◆ Exercise directions
Rewrite the entries below, replacing every "even-odd" with "nonzero" and leaving everything else unchanged.
▽
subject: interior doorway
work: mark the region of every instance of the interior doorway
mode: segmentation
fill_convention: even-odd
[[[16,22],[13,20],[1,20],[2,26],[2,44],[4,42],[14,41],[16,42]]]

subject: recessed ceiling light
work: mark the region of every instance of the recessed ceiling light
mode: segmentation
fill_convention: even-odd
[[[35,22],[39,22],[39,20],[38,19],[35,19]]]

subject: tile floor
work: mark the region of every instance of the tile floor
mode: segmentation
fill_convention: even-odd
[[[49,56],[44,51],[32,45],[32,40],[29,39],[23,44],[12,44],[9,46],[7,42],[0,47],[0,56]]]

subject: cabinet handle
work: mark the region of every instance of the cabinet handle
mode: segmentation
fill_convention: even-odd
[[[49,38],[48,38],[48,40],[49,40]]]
△
◆ Answer to this task
subject: interior doorway
work: mark the region of every instance of the interior doorway
mode: segmentation
fill_convention: nonzero
[[[16,22],[13,20],[1,20],[2,26],[2,44],[4,42],[14,41],[16,42]]]

subject: recessed ceiling light
work: mark the region of every instance of the recessed ceiling light
mode: segmentation
fill_convention: nonzero
[[[35,22],[39,22],[39,20],[38,19],[35,19]]]

subject: tile floor
work: mark the region of every instance of the tile floor
mode: segmentation
fill_convention: nonzero
[[[49,56],[44,51],[32,45],[32,40],[29,39],[23,44],[12,44],[9,46],[7,42],[0,47],[0,56]]]

subject: cabinet handle
work: mark the region of every instance of the cabinet handle
mode: segmentation
fill_convention: nonzero
[[[49,38],[48,38],[48,40],[49,40]]]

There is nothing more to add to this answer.